[START]

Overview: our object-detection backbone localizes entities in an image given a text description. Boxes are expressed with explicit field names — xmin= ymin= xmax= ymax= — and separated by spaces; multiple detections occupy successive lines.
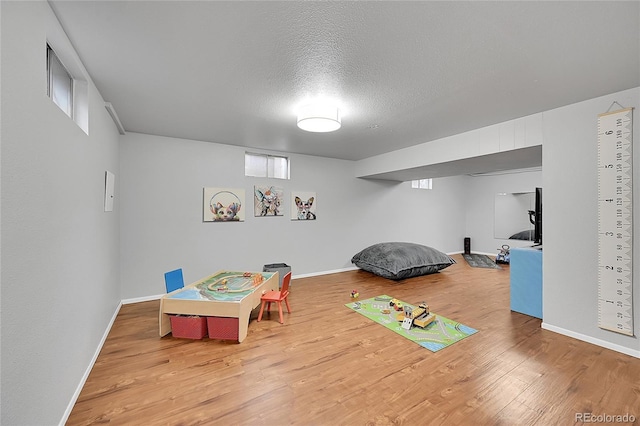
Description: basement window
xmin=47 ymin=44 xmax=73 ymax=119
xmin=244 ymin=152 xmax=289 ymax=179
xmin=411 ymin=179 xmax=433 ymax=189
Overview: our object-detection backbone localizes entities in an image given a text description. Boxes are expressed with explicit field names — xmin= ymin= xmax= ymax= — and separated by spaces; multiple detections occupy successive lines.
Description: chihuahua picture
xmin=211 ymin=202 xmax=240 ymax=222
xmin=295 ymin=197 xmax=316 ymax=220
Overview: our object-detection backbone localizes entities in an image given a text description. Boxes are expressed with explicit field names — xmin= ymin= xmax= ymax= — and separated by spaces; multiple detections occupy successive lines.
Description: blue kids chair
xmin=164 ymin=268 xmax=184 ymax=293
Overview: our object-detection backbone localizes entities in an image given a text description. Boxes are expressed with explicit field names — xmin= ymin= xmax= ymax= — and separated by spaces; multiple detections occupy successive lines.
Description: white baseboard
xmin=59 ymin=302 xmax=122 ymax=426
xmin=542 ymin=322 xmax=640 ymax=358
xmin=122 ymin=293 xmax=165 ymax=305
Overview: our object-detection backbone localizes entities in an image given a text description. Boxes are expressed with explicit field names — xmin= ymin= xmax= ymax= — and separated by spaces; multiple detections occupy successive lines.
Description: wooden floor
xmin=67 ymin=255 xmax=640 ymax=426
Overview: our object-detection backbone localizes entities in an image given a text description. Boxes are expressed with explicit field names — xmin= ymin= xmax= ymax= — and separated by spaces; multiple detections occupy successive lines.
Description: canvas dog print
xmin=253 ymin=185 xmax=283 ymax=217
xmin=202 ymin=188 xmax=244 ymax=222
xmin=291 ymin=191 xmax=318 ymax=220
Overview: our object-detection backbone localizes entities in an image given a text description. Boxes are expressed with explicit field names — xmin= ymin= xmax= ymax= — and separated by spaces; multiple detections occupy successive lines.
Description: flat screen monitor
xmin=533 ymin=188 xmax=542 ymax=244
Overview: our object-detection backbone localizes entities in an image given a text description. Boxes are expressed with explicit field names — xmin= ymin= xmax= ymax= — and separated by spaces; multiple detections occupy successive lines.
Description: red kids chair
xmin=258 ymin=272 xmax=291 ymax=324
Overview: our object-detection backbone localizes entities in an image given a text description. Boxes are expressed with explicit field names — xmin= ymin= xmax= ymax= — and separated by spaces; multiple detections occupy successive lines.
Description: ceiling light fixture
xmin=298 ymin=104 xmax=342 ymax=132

[END]
[START]

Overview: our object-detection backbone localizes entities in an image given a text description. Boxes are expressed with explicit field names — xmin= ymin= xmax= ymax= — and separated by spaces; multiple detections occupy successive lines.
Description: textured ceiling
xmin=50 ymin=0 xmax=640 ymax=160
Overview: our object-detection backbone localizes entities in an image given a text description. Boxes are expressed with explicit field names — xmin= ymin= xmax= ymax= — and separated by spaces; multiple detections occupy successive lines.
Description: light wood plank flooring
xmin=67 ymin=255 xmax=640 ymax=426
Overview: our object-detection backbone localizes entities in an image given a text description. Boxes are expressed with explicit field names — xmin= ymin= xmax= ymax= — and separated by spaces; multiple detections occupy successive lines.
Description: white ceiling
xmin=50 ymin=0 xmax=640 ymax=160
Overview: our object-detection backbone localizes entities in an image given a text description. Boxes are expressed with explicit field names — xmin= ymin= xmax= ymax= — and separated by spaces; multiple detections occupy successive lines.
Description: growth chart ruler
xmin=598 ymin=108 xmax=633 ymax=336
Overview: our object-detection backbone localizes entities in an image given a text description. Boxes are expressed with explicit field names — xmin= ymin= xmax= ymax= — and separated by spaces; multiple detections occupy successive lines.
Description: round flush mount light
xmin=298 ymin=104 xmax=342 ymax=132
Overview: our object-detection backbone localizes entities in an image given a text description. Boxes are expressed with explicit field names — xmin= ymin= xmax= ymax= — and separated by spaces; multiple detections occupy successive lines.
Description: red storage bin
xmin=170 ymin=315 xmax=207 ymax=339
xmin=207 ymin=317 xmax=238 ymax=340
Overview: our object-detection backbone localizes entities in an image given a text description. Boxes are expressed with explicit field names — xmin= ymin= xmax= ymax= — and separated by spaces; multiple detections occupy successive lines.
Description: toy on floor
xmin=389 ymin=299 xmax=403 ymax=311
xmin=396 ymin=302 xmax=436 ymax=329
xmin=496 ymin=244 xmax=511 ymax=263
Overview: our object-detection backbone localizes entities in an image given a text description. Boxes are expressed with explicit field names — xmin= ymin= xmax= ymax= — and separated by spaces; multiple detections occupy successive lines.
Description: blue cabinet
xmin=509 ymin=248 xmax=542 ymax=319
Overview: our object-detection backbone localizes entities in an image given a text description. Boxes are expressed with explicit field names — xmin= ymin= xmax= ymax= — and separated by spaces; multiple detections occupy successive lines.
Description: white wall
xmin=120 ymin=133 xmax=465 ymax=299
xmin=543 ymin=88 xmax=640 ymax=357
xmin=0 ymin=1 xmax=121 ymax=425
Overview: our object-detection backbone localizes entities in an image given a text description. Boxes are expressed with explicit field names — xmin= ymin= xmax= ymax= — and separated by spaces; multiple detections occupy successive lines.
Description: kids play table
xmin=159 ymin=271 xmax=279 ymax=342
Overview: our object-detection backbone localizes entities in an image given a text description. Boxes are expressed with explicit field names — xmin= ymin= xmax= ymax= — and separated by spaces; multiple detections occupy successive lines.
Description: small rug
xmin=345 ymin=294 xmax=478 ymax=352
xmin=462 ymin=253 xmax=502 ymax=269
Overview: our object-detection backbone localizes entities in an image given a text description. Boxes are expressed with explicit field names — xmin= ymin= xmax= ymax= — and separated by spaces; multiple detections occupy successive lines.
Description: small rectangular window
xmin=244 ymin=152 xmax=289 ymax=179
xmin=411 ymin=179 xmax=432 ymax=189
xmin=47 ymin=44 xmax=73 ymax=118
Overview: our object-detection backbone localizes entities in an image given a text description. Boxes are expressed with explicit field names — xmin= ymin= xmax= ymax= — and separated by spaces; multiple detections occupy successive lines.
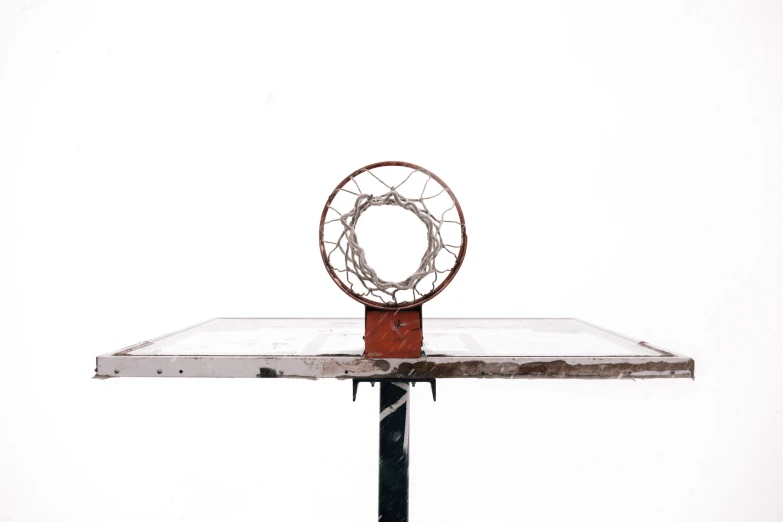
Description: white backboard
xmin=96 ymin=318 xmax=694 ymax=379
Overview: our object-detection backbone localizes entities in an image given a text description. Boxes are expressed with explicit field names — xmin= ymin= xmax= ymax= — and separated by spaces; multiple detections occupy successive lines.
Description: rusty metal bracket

[END]

WHAT IS ASKED -> Collect every line in the rows above that contains the string "kids", and copy each one in full. Case counts when matching.

CORRECT OUTPUT ->
Description: blue kids chair
Description: red kids chair
Description: kids play table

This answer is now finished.